WHAT YOU HAVE TO DO — Filter the entries below, keeping only lines with the word "from".
▬▬▬
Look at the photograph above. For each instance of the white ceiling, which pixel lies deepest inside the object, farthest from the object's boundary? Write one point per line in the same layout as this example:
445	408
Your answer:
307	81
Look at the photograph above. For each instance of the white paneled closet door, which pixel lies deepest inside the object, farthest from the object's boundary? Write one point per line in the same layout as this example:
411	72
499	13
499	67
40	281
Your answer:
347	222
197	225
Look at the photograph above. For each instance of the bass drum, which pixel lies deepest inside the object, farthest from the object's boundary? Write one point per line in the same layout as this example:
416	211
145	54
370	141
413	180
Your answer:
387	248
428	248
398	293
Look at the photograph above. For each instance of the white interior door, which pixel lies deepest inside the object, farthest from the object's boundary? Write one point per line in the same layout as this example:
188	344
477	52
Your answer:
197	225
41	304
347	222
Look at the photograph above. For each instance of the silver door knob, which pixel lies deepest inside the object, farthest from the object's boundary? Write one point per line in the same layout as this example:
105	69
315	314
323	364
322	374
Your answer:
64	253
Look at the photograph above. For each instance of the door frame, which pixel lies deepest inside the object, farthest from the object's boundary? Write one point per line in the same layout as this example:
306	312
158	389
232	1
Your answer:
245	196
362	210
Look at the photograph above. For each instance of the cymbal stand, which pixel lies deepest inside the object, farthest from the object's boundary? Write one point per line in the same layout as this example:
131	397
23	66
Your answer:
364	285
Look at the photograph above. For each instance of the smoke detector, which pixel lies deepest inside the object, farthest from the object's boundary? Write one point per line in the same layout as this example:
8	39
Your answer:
▬▬▬
SOLUTION TO THIS TASK —
Look at the photograph above. For each instance of the white ceiling, which pixel lies deepest inside the object, farthest from the object's boundary? Write one point per line in the same layout as this example:
Look at the photograph above. For each instance of the white paneled closet door, which pixel lies deepest inside the object, farthest from the object's boundary? Write one point per line in the same layout as this example:
Look at the photograph above. For each instance of the bass drum, which pixel lies deepest inside the object, farthest from the object's boundary? Write one point per line in the same layout as this example:
Look at the photograph above. For each instance of the white interior door, which pixel lies deepest inside the object, farthest from the object's boundary? Write one point per line in the same layout as this example:
Look at the photograph above. For each instance of the silver door knob, which pixel lies deepest inside the object, farthest from the object's boundary? Write one point per line in the same layout as this example:
Look at the photograph above. For each instance of the door frame, which pixel lies deepest inside the object, farthest from the object's boundary? Write one point per line in the same layout as this example:
Look at the photograph above. For each instance of the cymbal stand, which pixel lies deepest inside the object, farthest from the object's boundary? Write one point per line in the same layout as this example:
Look at the photograph above. For each instance of the smoke detector, which pixel lies deepest inside the object, farthest from the object's boundary? Write one point per line in the same layout as this example:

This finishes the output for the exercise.